Textauszug ▸
※ ※ ※

Deutscher Adel (Wilhelm Raabe)

Erzählung von Wilhelm Raabe

Deutscher Adel ist eine Erzählung von Wilhelm Raabe, die 1880 bei George Westermann in Braunschweig erschien. Im Winter auf das Jahr 1879 war der Roman vom selben Verleger in „Westermanns Monatsheften“ vorabgedruckt worden. Nachauflagen hat Raabe 1900 und 1903 erlebt.[1][2]

Ein Zitat aus Wilhelm Raabes Erzählung Deutscher Adel auf einem Notgeldschein aus Eschershausen von 1921.

Von deutschem Adel sind in den Jahren 1870/71 nicht etwa die Adligen, sondern einfache Berliner Bürgerliche.

Karl Achtermann, Jahrgang 1810, betreibt gegen Ende 1870 in einer engen Nebenstraße irgendwo zwischen Friedrichstraße und Halleschem Tor eine Leihbibliothek. Seine 28-jährige, immer noch ledige Tochter Meta und auch seine Gattin, „eine Matrone von fünfzig“, bringen ihm jeden Werktag das Mittagessen nach langer Omnibusfahrt in die Berliner Innenstadt. Zu dem Bekanntenkreis Achtermanns gehören ein Sekundaner Ulrich Schenk und dessen Mutter, die Frau Professorin Marie Schenk. Der junge Schenk und Achtermann hatten um 1862 den Hund Wassermann vor dem sicheren Tode des Ertrinkens errettet. Ein Besucher der Bibliothek ist Achtermanns Freund, der Übersetzer Dr. Wedehop aus Neuvorpommern. Der Bibliothekar hat noch zwei alte „Schulbankgenossen“. Das sind der abwesende Paul Ferrari und Butzemann senior, der Inhaber von Butzemanns Keller. Frau Achtermann hält den Leihbibliothekar straff am Gängelband. Er muss abends daheimbleiben. Junggeselle Wedehop hat die Idee. Er holt den Freund des Abends einfach von zu Hause ab und teilt der Frau Achtermann kurz und bündig mit, die zwei Freunde hätten in Butzemanns Keller etwas Wichtiges vor. Fräulein Meta müsse unter die Haube gebracht werden. Louis Butzemann, das ist Butzemann junior, soll der Glückliche sein. Frau Achtermann ist entzückt. Von dem Abend an darf der Leihbibliothekar ausgehen. Meta und Louis werden in der Tat ein Paar.

※ ※ ※

Bereitgestellte Daten ▸

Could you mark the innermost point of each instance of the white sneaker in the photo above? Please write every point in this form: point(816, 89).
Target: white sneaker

※ ※ ※

Ziel A ▸
Nenne alle Jahreszahlen, die der Textauszug zur Veröffentlichungsgeschichte der Erzählung angibt, also zu Vorabdruck, Erstausgabe und Nachauflagen.
Ziel B ▸
Übernimm wortgetreu die Passage aus dem Textauszug, die mit „Deutscher Adel (Wilhelm“ beginnt und bis einschließlich „einfache Berliner Bürgerliche.“ reicht.

Schriftliche Antwort A ▸
- 1879: Vorabdruck in „Westermanns Monatsheften“
- 1880: Erscheinen bei George Westermann in Braunschweig
- 1900: Nachauflage
- 1903: Nachauflage

Schriftliche Antwort B ▸
Deutscher Adel (Wilhelm Raabe)

Erzählung von Wilhelm Raabe

Deutscher Adel ist eine Erzählung von Wilhelm Raabe, die 1880 bei George Westermann in Braunschweig erschien. Im Winter auf das Jahr 1879 war der Roman vom selben Verleger in „Westermanns Monatsheften“ vorabgedruckt worden. Nachauflagen hat Raabe 1900 und 1903 erlebt.[1][2]

Ein Zitat aus Wilhelm Raabes Erzählung Deutscher Adel auf einem Notgeldschein aus Eschershausen von 1921.

Von deutschem Adel sind in den Jahren 1870/71 nicht etwa die Adligen, sondern einfache Berliner Bürgerliche.